*What to do*: Tally the lines in the items below that contain the string "green", treating uppercase and lowercase as different. Reply with the number alone.

(Data records)
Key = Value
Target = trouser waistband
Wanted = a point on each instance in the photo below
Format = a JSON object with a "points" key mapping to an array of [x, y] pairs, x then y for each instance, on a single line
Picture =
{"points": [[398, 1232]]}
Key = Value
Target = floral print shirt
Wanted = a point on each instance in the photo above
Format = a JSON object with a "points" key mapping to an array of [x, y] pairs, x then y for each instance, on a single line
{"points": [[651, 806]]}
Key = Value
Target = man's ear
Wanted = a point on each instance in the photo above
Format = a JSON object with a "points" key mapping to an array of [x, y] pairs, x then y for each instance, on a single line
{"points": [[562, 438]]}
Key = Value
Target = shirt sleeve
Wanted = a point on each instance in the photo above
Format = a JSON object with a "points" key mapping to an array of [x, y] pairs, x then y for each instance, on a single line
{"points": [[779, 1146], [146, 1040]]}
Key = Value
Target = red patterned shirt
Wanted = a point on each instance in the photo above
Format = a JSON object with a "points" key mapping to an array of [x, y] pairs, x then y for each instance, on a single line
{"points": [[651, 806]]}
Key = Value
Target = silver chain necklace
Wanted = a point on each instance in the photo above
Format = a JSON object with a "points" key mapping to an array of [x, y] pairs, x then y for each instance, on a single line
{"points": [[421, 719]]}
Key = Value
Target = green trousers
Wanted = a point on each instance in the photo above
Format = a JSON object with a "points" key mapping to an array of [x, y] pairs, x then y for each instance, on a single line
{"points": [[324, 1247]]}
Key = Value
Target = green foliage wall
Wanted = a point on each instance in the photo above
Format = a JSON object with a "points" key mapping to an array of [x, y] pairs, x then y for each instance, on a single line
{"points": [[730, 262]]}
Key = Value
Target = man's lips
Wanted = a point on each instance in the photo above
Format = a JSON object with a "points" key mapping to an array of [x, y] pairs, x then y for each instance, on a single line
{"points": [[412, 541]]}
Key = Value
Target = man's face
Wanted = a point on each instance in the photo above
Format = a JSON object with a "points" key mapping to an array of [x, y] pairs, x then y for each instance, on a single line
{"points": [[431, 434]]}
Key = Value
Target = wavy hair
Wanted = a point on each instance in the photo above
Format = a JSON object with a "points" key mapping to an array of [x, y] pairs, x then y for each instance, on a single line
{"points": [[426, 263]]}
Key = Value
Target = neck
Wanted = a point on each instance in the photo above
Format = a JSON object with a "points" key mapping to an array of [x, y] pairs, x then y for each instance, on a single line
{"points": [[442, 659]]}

*Answer to the exercise*: 2